Written instruction: Reproduce the passage of the family history text below that runs between "For years I’ve" and "I was hooked.", inclusive.
BEGIN Reading text
For years I’ve been intrigued by family history. Was I descended from Queen Victoria? What if I was secretly related to Elvis? Maybe one of my great great great uncles was D.B. Cooper and if I could only find the money….
I pumped my Grandma for information – who was her grandma, and grandpa, and uncle and …. She told me tons of great stories, including the fact that her grandfather had a twin, and they had married twins themselves. Cool, I thought. I’d also found out that her name wasn’t really Eula – it was Julie. Her grandpa couldn’t say Julie, so they renamed her Eula. I was hooked.
When my grandmother passed away, I found she’d kept a bunch of obituaries, newspaper clippings and birth certificates. Fascinated, I glommed on to as many of them as I could. Sure enough, there was her birth certificate with her real name. Aunts and uncles who’d changed their names over the years as they moved from Germany to the United States. Graduation certificates, marriage certificates and an old family bible. They were mine! all mine!! mwahahahaa…
So, I tracked back my history. Ancestry.com makes it easy. They offer hints, send you information on people who might be related to you, and let you access a virtual TON of information.
Now frankly, if you don’t care what nuts are in your family tree, this will drive you to drink and drink heavily. For me, it was an eye popper. Wanna hear the dirt? Of course you do…
One family member, who lived in Canada at the time of the Great Depression was apparently so incensed at a woman who had the audacity to wear a fur coat that she attacked her with a knife on Main Street. She ended up in the hoosegow, and later in a sanitarium for ladies.
END Reading text
BEGIN Data lines
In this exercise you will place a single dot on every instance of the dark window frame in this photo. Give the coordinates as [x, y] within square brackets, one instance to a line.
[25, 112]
END Data lines
The answer:
For years I’ve been intrigued by family history. Was I descended from Queen Victoria? What if I was secretly related to Elvis? Maybe one of my great great great uncles was D.B. Cooper and if I could only find the money….
I pumped my Grandma for information – who was her grandma, and grandpa, and uncle and …. She told me tons of great stories, including the fact that her grandfather had a twin, and they had married twins themselves. Cool, I thought. I’d also found out that her name wasn’t really Eula – it was Julie. Her grandpa couldn’t say Julie, so they renamed her Eula. I was hooked.